→ YOUR INSTRUCTIONS
Will you quote all of the entries, word for word?

Extracted records
--- begin ---

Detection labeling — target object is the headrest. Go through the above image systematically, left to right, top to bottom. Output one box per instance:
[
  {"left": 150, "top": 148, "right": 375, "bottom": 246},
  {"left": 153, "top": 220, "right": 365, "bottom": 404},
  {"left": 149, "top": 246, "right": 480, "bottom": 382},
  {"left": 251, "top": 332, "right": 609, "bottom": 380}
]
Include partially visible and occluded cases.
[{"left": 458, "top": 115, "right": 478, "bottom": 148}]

--- end ---

→ FULL OUTPUT
Detection labeling — target object is the headrest. Go through the above image systematically, left to right, top to bottom. Output one box per instance:
[
  {"left": 150, "top": 148, "right": 375, "bottom": 246},
  {"left": 153, "top": 220, "right": 365, "bottom": 404},
  {"left": 149, "top": 246, "right": 480, "bottom": 382},
  {"left": 251, "top": 332, "right": 609, "bottom": 380}
]
Include partially visible and occluded cases.
[{"left": 458, "top": 115, "right": 478, "bottom": 148}]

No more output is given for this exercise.